*Exercise objective*:
Once the data has been read, print it back in full, exactly.

*Recorded data*:
──────────────────────────────
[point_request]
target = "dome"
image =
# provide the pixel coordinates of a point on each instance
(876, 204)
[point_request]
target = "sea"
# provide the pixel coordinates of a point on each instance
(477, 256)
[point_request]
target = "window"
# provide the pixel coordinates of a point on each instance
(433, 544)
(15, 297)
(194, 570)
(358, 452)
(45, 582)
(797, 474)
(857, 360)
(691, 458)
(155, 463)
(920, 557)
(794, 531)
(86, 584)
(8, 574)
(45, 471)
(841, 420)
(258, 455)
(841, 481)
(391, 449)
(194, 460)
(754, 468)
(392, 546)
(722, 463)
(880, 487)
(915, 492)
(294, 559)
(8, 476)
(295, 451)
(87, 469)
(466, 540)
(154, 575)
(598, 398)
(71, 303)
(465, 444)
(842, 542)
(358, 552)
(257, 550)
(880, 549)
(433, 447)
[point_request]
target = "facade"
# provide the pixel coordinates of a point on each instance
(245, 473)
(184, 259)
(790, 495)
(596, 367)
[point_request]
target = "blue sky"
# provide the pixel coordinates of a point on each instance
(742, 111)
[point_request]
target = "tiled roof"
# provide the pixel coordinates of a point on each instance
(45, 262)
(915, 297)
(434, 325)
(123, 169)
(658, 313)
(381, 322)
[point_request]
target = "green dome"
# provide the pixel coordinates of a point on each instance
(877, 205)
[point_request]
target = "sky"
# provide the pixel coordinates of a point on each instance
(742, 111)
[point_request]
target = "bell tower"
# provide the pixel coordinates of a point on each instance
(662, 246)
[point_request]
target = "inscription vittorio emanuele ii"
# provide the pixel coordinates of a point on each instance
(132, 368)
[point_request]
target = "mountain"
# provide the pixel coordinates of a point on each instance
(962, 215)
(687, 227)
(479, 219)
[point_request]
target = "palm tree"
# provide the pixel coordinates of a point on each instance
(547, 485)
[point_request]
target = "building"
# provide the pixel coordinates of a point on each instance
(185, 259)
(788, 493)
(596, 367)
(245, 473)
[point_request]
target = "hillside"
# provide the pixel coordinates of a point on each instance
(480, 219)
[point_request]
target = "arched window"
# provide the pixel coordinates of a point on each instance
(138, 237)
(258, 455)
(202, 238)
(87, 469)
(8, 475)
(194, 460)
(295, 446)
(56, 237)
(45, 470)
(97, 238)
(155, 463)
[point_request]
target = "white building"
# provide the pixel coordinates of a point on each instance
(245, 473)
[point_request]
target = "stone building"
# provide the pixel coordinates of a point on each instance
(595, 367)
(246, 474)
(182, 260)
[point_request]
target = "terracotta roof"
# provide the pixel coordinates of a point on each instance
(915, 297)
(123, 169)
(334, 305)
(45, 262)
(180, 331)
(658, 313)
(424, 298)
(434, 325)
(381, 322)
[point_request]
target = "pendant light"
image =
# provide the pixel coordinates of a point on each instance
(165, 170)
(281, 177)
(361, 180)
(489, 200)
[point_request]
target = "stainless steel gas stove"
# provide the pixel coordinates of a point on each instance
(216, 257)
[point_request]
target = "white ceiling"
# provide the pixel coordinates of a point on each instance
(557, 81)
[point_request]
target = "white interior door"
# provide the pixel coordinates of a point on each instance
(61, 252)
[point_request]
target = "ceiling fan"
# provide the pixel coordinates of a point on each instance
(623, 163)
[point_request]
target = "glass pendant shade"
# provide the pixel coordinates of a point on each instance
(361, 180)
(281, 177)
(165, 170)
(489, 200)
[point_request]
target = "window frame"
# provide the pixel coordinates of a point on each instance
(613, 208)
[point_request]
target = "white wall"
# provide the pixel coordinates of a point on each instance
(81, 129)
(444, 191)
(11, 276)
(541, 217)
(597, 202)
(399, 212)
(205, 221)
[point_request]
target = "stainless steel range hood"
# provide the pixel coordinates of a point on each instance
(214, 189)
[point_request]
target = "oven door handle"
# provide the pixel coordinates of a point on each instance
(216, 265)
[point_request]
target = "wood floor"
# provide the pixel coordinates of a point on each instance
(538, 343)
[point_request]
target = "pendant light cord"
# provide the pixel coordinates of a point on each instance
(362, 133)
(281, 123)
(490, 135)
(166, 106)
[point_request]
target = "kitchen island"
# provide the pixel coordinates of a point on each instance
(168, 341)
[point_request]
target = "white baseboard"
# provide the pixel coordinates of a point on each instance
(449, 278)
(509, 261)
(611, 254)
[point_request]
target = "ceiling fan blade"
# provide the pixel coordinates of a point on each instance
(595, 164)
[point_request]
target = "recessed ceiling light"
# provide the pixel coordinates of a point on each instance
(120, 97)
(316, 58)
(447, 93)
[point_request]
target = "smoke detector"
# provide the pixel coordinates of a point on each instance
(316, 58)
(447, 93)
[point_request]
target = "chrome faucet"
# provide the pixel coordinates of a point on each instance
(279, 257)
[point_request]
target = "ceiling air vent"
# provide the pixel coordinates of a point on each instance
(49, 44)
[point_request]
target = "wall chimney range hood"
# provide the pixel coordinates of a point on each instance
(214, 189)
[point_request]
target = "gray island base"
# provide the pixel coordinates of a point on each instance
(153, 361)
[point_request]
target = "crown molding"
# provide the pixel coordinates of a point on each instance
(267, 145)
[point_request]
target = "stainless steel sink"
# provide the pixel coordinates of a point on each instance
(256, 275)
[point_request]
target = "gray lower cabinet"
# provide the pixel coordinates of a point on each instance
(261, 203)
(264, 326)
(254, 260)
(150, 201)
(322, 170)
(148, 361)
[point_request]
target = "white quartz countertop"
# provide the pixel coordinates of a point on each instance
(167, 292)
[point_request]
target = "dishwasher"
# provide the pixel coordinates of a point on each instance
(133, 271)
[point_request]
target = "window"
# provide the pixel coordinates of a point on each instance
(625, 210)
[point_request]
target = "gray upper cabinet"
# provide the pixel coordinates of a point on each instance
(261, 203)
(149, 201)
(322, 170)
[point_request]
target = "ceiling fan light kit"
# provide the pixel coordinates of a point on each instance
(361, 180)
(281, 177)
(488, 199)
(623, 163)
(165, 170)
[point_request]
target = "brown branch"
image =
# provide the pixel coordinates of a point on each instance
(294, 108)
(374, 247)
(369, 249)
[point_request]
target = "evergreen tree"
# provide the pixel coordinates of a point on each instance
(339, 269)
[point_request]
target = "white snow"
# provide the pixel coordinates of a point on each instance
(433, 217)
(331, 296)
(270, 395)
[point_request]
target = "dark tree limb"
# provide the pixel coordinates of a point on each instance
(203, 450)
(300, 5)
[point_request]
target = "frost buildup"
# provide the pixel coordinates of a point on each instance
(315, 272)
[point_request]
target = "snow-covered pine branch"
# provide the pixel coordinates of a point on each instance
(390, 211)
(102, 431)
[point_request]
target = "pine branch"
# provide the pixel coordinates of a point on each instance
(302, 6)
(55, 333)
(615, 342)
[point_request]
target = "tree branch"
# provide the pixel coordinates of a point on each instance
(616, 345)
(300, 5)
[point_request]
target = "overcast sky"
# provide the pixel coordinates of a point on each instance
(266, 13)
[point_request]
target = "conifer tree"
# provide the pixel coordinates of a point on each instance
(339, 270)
──────────────────────────────
*Answer area*:
[point_request]
target = "dome"
image =
# provide the pixel coordinates of a point on each instance
(876, 204)
[point_request]
target = "sea"
# provide the pixel coordinates of a point on each instance
(477, 256)
[point_request]
target = "window"
# provide the pixel coordinates of a point on each instance
(433, 544)
(15, 297)
(194, 570)
(358, 452)
(45, 582)
(797, 474)
(857, 360)
(691, 458)
(155, 463)
(920, 557)
(794, 531)
(86, 584)
(8, 574)
(45, 471)
(841, 420)
(258, 455)
(841, 481)
(391, 449)
(194, 460)
(754, 468)
(392, 546)
(722, 463)
(880, 487)
(915, 492)
(294, 559)
(8, 476)
(295, 451)
(87, 469)
(466, 540)
(154, 575)
(598, 398)
(71, 303)
(465, 444)
(842, 542)
(358, 552)
(257, 550)
(880, 549)
(433, 447)
[point_request]
target = "facade"
# provide the pixel coordinates of a point on each instance
(245, 473)
(184, 259)
(790, 495)
(596, 367)
[point_request]
target = "blue sky"
# provide the pixel coordinates of a point on each instance
(742, 111)
[point_request]
target = "tiled roof"
# provide the pixel coordinates of a point on each instance
(45, 262)
(915, 297)
(434, 325)
(123, 169)
(658, 313)
(381, 322)
[point_request]
target = "green dome"
# provide the pixel coordinates of a point on each instance
(877, 205)
[point_request]
target = "sky"
# provide the pixel coordinates of a point on each instance
(742, 111)
[point_request]
target = "bell tower"
# provide the pixel coordinates of a point on each instance
(662, 246)
[point_request]
target = "inscription vittorio emanuele ii"
# provide the pixel coordinates of a point on each instance
(132, 368)
[point_request]
target = "mountain"
# provide the pixel coordinates of a point on each instance
(962, 215)
(687, 227)
(479, 219)
[point_request]
target = "palm tree"
# provide the pixel coordinates of a point on each instance
(547, 485)
[point_request]
target = "building"
# provide the pixel coordinates of a point on each instance
(185, 259)
(788, 493)
(596, 367)
(245, 473)
[point_request]
target = "hillside"
# provide the pixel coordinates of a point on each instance
(480, 219)
[point_request]
target = "arched window"
# provide the pixel coordinates of a point on each instance
(138, 237)
(258, 455)
(202, 238)
(87, 469)
(8, 475)
(194, 460)
(295, 446)
(56, 237)
(45, 470)
(97, 238)
(155, 463)
[point_request]
target = "white building"
# provide the pixel coordinates of a point on each instance
(245, 473)
[point_request]
target = "stone building"
# provide the pixel coordinates of a point on each instance
(595, 367)
(246, 474)
(182, 260)
[point_request]
target = "terracotta roof"
# provide the pixel coordinates of a point on each instance
(915, 297)
(123, 169)
(334, 305)
(45, 262)
(180, 331)
(658, 313)
(424, 298)
(434, 325)
(381, 322)
[point_request]
target = "pendant light"
image =
# provide the pixel coordinates of a point on each instance
(165, 170)
(281, 177)
(361, 180)
(489, 200)
[point_request]
target = "stainless steel gas stove"
# provide the pixel coordinates of a point on each instance
(216, 257)
[point_request]
target = "white ceiling"
# provide the pixel coordinates of a point on each instance
(557, 81)
[point_request]
target = "white interior door"
# provide the pixel coordinates of a point on each instance
(61, 252)
[point_request]
target = "ceiling fan"
# provide the pixel coordinates of a point on each instance
(623, 163)
[point_request]
target = "glass pendant shade"
# provide the pixel coordinates of a point on each instance
(361, 180)
(281, 177)
(165, 170)
(489, 200)
[point_request]
target = "window frame"
# provide the pixel coordinates of a point on each instance
(613, 208)
[point_request]
target = "white wall"
# provide the pixel coordinates of a point on each instance
(81, 129)
(444, 191)
(11, 276)
(541, 217)
(597, 202)
(399, 212)
(205, 221)
[point_request]
target = "stainless steel range hood"
# provide the pixel coordinates of a point on each instance
(214, 189)
[point_request]
target = "oven door handle"
# provide the pixel coordinates of a point on each instance
(216, 265)
[point_request]
target = "wood floor"
# provide the pixel coordinates of a point on each instance
(538, 343)
[point_request]
target = "pendant light cord"
# provide the pixel coordinates of a point on each instance
(362, 133)
(281, 123)
(490, 135)
(166, 106)
[point_request]
target = "kitchen island"
# provide the pixel coordinates of a point on each instance
(168, 341)
[point_request]
target = "white baseboard"
# provide the pixel coordinates of a point on each instance
(449, 278)
(509, 261)
(611, 254)
[point_request]
target = "ceiling fan blade"
# provide the pixel coordinates of a point on each instance
(595, 164)
[point_request]
target = "recessed ceiling light"
# provide the pixel coordinates of a point on each instance
(120, 97)
(316, 58)
(447, 93)
[point_request]
target = "smoke detector"
# provide the pixel coordinates of a point on each instance
(316, 58)
(447, 93)
[point_request]
target = "chrome faucet"
# provide the pixel coordinates of a point on each instance
(279, 257)
[point_request]
target = "ceiling air vent"
# provide the pixel coordinates of a point on each instance
(49, 44)
[point_request]
target = "wall chimney range hood"
# provide the pixel coordinates of a point on each instance
(214, 189)
[point_request]
target = "gray island base"
# provide the pixel coordinates of a point on each instance
(153, 361)
[point_request]
target = "crown molding"
# provide the pixel coordinates of a point on each instance
(267, 145)
[point_request]
target = "stainless steel sink"
# provide the pixel coordinates of a point on each instance
(256, 275)
[point_request]
target = "gray lower cabinet"
# provide the pixel coordinates of a point on each instance
(261, 203)
(264, 326)
(254, 260)
(150, 201)
(322, 170)
(148, 361)
[point_request]
target = "white quartz countertop"
# provide the pixel coordinates of a point on each instance
(167, 292)
[point_request]
target = "dishwasher"
# provide the pixel coordinates of a point on each instance
(133, 271)
[point_request]
target = "window"
# provide the pixel coordinates of a point on each instance
(625, 210)
[point_request]
target = "gray upper cabinet"
# provide the pixel coordinates of a point on each instance
(261, 203)
(149, 201)
(322, 170)
[point_request]
target = "ceiling fan light kit"
# provide the pixel coordinates of a point on each instance
(361, 180)
(281, 177)
(488, 199)
(623, 163)
(165, 170)
[point_request]
target = "brown branch"
image =
# provide the pixel coordinates of a point on each instance
(294, 108)
(374, 247)
(369, 249)
[point_request]
target = "evergreen tree"
# provide the pixel coordinates of a point on each instance
(339, 269)
[point_request]
target = "white snow"
# provide the pixel coordinates of a point on each instance
(433, 217)
(331, 296)
(270, 395)
[point_request]
target = "dark tree limb"
# provide the pixel coordinates of a point on each instance
(203, 450)
(300, 5)
[point_request]
target = "frost buildup"
# provide the pixel coordinates of a point on each instance
(315, 272)
[point_request]
target = "snow-covered pine branch"
# provide the pixel coordinates of a point on each instance
(390, 211)
(102, 431)
[point_request]
target = "pine branch"
# provide the pixel coordinates of a point on each instance
(302, 6)
(55, 333)
(615, 342)
[point_request]
target = "tree branch"
# provide the pixel coordinates of a point on each instance
(616, 345)
(300, 5)
[point_request]
target = "overcast sky"
# provide the pixel coordinates of a point on each instance
(266, 13)
[point_request]
target = "conifer tree"
# provide the pixel coordinates of a point on each instance
(339, 270)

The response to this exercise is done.